A quantidade até pode ser uma questão secundária, brincar não é. Mais do que os brinquedos, as brincadeiras estruturam a construção da personalidade da criança, segundo Inês Afonso Marques. “Através de uma multiplicidade de brincadeiras, com recurso a diferentes brinquedos (ou materiais), as crianças espelham o seu interior, mostram a forma como compreendem o Mundo, fazem perguntas, partilham dúvidas, constroem sentidos e significados.” Brincar é dos momentos da infância com maior peso no desenvolvimento cognitivo, emocional, social e motor. “Pelo brincar a criança desenvolve a criatividade, a imaginação, a experimentação de papéis e a compreensão do mundo que a rodeia. Ao brincar a criança dá forma aos seus pensamentos, ao que observa, exprime emoções, interpreta o que lhe acontece e experimenta comportamentos.”
Berta Pinto Ferreira concorda. Brincar é uma das atividades mais importantes para o desenvolvimento intelectual, social e emocional da criança. “É na brincadeira que as crianças podem desenvolver a atenção, a concentração, a memória e a imaginação. É por meio das brincadeiras que as crianças descobrem mais sobre o mundo onde vivem e como agir dentro dele”, repara.
São suficientes ou são muitos brinquedos? Os pais costumam pensar nisso. “Na maioria das situações, as crianças tendem a ter excesso de brinquedos porque os pais procuram satisfazer todos os desejos dos filhos. Com a minha experiência profissional, isso talvez seja para camuflar a dor do que eles não conseguiram ter na sua própria infância”, comenta Paulo Dias. Em seu entender, não há um número adequado de brinquedos para cada etapa do desenvolvimento da criança, depende das necessidades e características de cada uma.
E haverá alguma relação entre excesso de brinquedos ou estímulos e alterações de comportamento? “É complexo afirmar que existe uma relação direta entre o número de brinquedos e as alterações comportamentais, porque estas estão dependentes de vários fatores, como a sensibilidade individual das crianças, a idade, a natureza dos estímulos, quantidade de estimulação e o contexto em que ela está inserida. É importante que os pais estejam muito atentos aos níveis de estimulação infantil, ao tipo de brinquedo, ao uso excessivo de ecrãs e brinquedos com atividades sensoriais hiperestimulantes, com sons e luzes”, realça Berta Pinto Ferreira. “Mais importante para o desenvolvimento da criança não é o brinquedo, mas a qualidade das relações interpessoais que se estabelecem na brincadeira: a atenção conjunta, a interação e a comunicação”, reforça a médica psiquiatra.
+++++
- [UTILIZANDO AS INFORMAÇÕES]
a – Com base no texto sobre o brincar na infância, responda:
(i) Segundo Inês Afonso Marques, o que estrutura a construção da personalidade da criança mais do que os brinquedos?
(ii) Que capacidades, de acordo com Berta Pinto Ferreira, as crianças podem desenvolver na brincadeira?
(iii) Para Paulo Dias, de que depende o número de brinquedos adequado a cada criança?
b – Indique se cada afirmação está de acordo com o texto sobre o brincar na infância e justifique com as palavras exatas do texto:
(i) Paulo Dias considera que existe um número adequado de brinquedos para cada etapa do desenvolvimento da criança.
(ii) Berta Pinto Ferreira afirma ser complexo estabelecer uma relação direta entre o número de brinquedos e as alterações comportamentais.
(iii) Segundo Paulo Dias, na maioria das situações as crianças tendem a ter excesso de brinquedos.
c – Prossiga o texto sobre o brincar na infância a partir da última frase apresentada.
+++++
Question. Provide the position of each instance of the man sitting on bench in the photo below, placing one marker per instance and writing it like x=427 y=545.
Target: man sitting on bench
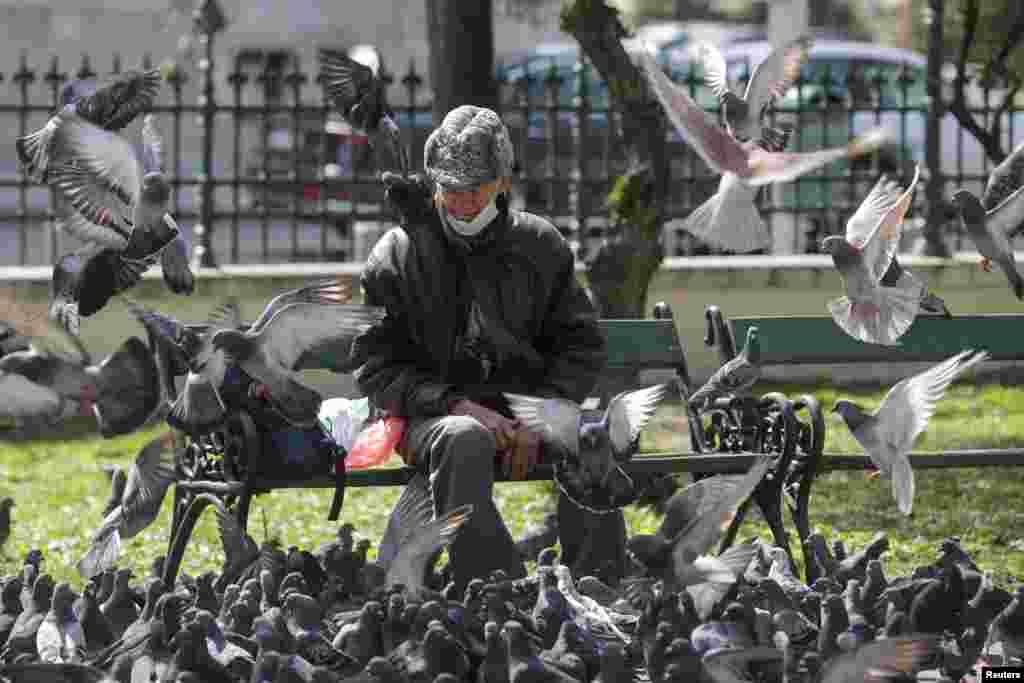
x=481 y=300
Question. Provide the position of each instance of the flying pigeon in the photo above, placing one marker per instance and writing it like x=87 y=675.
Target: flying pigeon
x=271 y=353
x=770 y=79
x=889 y=432
x=990 y=229
x=694 y=520
x=723 y=153
x=901 y=278
x=356 y=91
x=597 y=445
x=112 y=108
x=736 y=377
x=56 y=373
x=148 y=477
x=869 y=311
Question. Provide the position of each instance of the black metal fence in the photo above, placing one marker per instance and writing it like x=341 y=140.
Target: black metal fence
x=271 y=174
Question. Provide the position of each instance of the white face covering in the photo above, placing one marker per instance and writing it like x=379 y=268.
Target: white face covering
x=468 y=228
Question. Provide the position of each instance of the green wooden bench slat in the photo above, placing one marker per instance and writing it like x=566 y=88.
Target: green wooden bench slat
x=808 y=339
x=633 y=344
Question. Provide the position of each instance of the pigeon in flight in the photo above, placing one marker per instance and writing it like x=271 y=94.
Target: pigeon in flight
x=356 y=91
x=770 y=79
x=112 y=108
x=597 y=445
x=754 y=165
x=271 y=354
x=990 y=230
x=889 y=432
x=148 y=477
x=869 y=311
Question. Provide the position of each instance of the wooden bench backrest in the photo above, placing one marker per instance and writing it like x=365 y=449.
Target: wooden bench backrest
x=810 y=339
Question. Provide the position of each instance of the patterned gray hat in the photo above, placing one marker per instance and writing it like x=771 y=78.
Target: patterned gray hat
x=471 y=147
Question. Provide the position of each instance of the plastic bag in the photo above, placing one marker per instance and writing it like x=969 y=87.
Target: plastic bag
x=376 y=443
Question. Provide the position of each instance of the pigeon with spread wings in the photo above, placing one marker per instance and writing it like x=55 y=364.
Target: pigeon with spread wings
x=356 y=91
x=889 y=432
x=869 y=311
x=112 y=108
x=723 y=153
x=770 y=79
x=271 y=353
x=990 y=230
x=598 y=446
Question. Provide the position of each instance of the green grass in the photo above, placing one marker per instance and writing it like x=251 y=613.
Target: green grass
x=60 y=489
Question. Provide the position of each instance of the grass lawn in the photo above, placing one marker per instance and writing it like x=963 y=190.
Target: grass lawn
x=60 y=491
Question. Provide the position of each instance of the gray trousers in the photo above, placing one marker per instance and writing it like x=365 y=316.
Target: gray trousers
x=459 y=454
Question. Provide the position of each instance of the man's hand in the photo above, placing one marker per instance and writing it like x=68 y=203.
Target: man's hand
x=503 y=428
x=523 y=455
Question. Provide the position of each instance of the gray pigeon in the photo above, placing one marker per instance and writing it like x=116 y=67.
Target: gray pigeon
x=889 y=432
x=598 y=445
x=736 y=377
x=112 y=108
x=723 y=153
x=770 y=79
x=870 y=312
x=148 y=477
x=356 y=91
x=695 y=518
x=272 y=353
x=990 y=229
x=901 y=278
x=1004 y=180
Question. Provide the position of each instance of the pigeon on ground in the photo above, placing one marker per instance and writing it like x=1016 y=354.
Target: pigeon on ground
x=736 y=377
x=870 y=312
x=990 y=229
x=55 y=374
x=597 y=445
x=771 y=78
x=112 y=107
x=901 y=279
x=272 y=353
x=889 y=432
x=694 y=520
x=723 y=153
x=148 y=477
x=119 y=207
x=356 y=91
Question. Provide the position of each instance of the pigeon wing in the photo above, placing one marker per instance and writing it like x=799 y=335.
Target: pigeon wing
x=346 y=81
x=414 y=557
x=890 y=656
x=767 y=167
x=716 y=72
x=557 y=420
x=1008 y=216
x=905 y=410
x=776 y=74
x=629 y=413
x=719 y=150
x=153 y=145
x=118 y=102
x=877 y=226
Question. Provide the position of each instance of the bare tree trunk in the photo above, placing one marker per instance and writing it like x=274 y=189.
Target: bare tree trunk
x=938 y=213
x=621 y=270
x=461 y=35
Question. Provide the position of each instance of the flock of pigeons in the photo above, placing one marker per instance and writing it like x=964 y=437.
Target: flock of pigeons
x=682 y=612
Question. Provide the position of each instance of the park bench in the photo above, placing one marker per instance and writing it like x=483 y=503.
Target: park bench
x=235 y=462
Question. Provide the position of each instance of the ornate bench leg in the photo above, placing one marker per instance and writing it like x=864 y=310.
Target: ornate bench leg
x=810 y=446
x=180 y=539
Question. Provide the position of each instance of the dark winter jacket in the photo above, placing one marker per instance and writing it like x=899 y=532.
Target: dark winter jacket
x=534 y=315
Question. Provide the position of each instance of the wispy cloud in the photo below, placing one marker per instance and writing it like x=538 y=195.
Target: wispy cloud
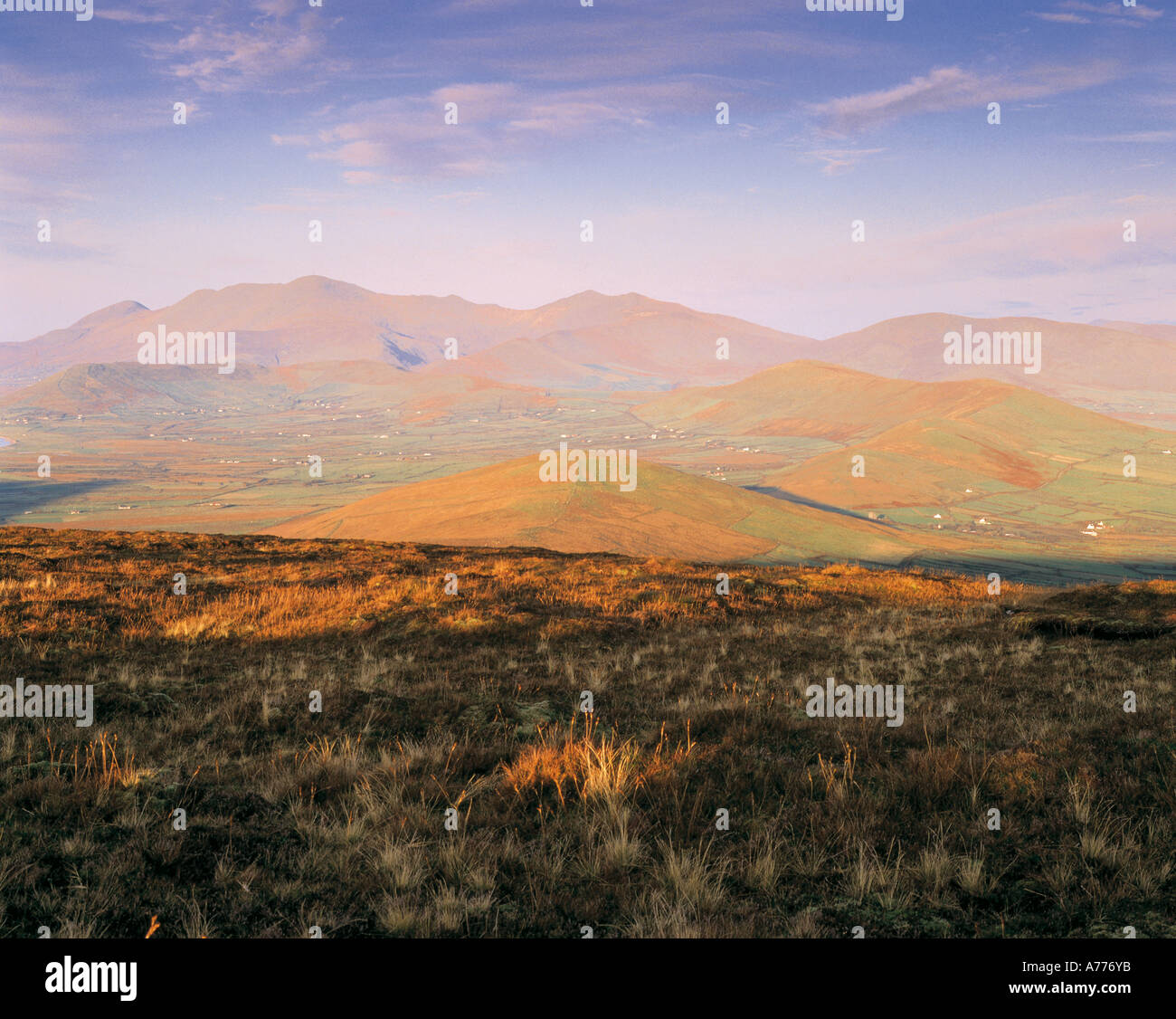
x=948 y=89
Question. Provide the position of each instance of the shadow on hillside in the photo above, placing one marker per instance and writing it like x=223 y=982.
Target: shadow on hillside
x=18 y=498
x=800 y=500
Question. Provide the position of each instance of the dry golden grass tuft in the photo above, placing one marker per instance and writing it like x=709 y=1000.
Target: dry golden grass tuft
x=451 y=787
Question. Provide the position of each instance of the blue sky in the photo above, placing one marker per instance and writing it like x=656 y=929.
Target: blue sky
x=607 y=113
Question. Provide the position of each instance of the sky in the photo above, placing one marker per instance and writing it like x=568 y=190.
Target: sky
x=604 y=113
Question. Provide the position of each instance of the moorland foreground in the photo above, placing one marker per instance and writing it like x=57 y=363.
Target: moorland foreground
x=469 y=702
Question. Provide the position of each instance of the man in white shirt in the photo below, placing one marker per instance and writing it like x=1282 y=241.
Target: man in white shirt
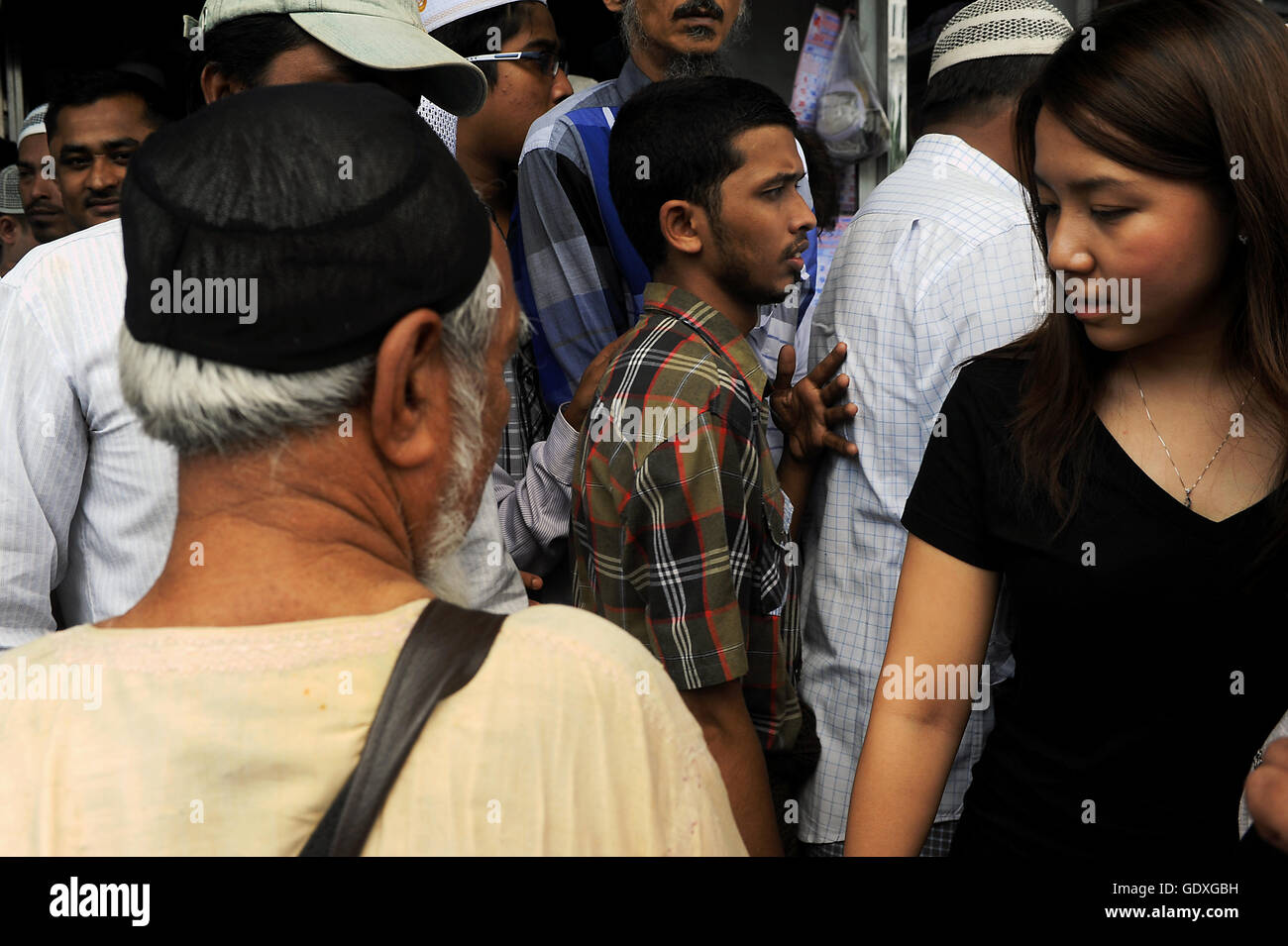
+++++
- [LISTA DE RESPOSTAS]
a –
(i) As brincadeiras.
(ii) A atenção, a concentração, a memória e a imaginação.
(iii) Das necessidades e características de cada criança.

b –
(i) Não: "não há um número adequado de brinquedos para cada etapa do desenvolvimento da criança"
(ii) Sim: "É complexo afirmar que existe uma relação direta entre o número de brinquedos e as alterações comportamentais"
(iii) Sim: "Na maioria das situações, as crianças tendem a ter excesso de brinquedos"

c –
Para gerir o excesso, Paulo Dias recomenda duas estratégias. “Por um lado, limitar a aquisição de novos brinquedos, incentivando a utilização daqueles que já têm e, por outro, a rotatividade, ou seja, guardar parte dos brinquedos e alterná-los periodicamente pode manter o interesse da criança.” Evitar a acumulação excessiva de brinquedos não é apenas uma questão de espaço, é também proporcionar um ambiente propício ao desenvolvimento saudável e criativo das crianças. Paulo Dias dá mais alguns conselhos: rodar brinquedos para manter o interesse e evitar a sobrecarga de estímulos, doar objetos e envolver a criança nesse processo para promover a generosidade e empatia para quem pouco ou nada tem, informar a família das necessidades da criança de forma a evitar brinquedos desnecessários.
É tão fácil acumular montanhas de brinquedos num abrir e fechar de olhos. Há várias estratégias para contornar o excesso. Ter brinquedos arrumados e organizados em caixas por temas, tipos ou características, e quando é hora de brincar há apenas dois ou três disponíveis. Guardar presentes por abrir para dar noutras alturas. Rever e explorar novos destinos para brinquedos estragados ou que perderam algumas peças.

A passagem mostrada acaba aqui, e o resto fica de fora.